[Numpy-discussion] record data previous to Numpy use

Wed Jul 5 17:53:31 EDT 2017

Hi Paul,

> ascii file is an input format (and the only one I can deal with)
> 
> HDF5 one might be an export one (it's one of the options) in order to speed up the post-processing stage
> 
> 
> 
> Paul
> 
> 
> 
> 
> 
> Le 2017-07-05 20:19, Thomas Caswell a écrit :
> 
>> Are you tied to ASCII files?   HDF5 (via h5py or pytables) might be a better storage format for what you are describing.
>>  
>> Tom
>> 
>> On Wed, Jul 5, 2017 at 8:42 AM <paul.carrico at free.fr> wrote:
>> Dear all
>> 
>> 
>> 
>> I'm sorry if my question is too basic (not fully in relation to Numpy – while it is to build matrices and to work with Numpy afterward), but I'm spending a lot of time and effort to find a way to record data from an asci while, and reassign it into a matrix/array ... with unsuccessfully!

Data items

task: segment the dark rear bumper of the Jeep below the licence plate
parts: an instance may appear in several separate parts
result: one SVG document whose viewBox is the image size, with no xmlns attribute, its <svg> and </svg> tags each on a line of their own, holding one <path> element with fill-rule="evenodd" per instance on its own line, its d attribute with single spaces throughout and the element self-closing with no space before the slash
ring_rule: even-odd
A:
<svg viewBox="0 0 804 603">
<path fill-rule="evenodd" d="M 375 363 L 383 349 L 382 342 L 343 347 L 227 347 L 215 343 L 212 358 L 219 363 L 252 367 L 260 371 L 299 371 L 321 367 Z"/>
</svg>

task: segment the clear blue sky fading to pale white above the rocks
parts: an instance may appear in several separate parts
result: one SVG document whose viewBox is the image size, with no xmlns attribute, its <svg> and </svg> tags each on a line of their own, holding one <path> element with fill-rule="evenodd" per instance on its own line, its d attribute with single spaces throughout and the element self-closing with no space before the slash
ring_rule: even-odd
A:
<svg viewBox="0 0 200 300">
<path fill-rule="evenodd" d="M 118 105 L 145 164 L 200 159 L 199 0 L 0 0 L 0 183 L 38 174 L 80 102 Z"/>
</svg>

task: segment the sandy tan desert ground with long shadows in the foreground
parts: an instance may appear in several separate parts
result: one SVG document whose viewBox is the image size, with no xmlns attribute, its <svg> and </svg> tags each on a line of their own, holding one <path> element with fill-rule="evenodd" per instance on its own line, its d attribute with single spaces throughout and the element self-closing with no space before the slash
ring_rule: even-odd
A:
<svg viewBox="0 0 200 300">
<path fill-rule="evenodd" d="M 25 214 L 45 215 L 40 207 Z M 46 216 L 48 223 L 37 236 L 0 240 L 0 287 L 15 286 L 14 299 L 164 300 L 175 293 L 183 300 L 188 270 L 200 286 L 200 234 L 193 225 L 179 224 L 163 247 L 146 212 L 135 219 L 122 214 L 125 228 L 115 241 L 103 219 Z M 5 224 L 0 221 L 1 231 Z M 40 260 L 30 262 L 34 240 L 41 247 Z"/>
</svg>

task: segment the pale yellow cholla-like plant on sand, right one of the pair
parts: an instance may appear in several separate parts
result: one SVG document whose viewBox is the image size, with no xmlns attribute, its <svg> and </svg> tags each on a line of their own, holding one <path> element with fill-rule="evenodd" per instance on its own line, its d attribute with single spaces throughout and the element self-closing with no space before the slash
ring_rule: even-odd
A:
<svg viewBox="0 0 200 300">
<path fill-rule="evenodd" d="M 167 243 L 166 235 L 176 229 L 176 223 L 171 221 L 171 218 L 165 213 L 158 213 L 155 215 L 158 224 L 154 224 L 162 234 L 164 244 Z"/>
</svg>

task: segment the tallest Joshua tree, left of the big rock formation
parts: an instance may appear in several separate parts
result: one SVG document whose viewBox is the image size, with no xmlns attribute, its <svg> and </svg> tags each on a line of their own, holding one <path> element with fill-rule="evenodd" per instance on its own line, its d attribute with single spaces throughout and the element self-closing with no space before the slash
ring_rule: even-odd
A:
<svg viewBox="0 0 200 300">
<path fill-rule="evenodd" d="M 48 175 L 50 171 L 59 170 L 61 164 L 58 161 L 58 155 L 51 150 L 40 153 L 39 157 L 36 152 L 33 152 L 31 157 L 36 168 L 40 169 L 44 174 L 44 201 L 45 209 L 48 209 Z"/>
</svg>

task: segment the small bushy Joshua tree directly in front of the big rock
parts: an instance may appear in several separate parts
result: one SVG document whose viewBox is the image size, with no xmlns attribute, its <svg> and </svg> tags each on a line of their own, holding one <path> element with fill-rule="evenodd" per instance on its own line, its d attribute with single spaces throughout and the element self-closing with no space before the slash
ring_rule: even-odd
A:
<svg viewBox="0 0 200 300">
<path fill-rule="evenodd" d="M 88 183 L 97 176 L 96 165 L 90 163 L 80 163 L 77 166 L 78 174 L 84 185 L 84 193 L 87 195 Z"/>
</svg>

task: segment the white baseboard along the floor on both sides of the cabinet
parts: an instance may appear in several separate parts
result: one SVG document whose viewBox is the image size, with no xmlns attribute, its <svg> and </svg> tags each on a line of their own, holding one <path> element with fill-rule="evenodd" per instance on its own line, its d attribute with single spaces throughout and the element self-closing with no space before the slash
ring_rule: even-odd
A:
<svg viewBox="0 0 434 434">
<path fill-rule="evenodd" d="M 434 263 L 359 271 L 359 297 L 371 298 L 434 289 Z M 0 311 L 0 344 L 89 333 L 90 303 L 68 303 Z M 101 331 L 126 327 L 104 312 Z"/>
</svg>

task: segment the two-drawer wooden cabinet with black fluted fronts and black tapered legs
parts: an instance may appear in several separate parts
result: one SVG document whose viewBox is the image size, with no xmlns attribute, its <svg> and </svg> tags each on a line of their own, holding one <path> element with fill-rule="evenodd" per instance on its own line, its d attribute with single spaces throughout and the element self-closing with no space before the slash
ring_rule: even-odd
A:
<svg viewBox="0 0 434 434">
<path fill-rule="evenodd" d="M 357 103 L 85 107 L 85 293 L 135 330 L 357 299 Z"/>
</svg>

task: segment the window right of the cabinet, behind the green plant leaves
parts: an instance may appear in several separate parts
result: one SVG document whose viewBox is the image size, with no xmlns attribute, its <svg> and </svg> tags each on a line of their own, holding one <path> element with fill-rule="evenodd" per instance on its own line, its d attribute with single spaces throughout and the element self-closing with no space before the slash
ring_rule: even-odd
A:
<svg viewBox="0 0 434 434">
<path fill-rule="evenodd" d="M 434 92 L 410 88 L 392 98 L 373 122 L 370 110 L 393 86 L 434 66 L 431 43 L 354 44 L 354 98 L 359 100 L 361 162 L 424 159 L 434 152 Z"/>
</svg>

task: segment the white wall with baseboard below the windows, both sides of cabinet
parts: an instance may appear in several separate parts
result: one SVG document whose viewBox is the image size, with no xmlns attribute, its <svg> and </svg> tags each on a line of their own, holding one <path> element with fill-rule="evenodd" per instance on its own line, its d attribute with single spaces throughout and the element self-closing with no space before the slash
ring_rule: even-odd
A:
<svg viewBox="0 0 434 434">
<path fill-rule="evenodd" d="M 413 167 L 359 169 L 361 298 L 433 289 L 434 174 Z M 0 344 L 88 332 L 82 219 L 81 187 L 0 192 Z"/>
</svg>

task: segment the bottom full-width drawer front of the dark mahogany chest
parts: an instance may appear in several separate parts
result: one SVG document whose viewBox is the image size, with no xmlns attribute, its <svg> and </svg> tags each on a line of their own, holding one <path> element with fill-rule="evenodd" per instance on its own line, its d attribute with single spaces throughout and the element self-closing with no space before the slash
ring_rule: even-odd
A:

◆ **Assigned task**: In the mailing list thread, which storage format does Thomas Caswell suggest as a possibly better choice than ASCII files? These rows were taken from a different source than the thread.

◆ **Response**: HDF5, via h5py or pytables.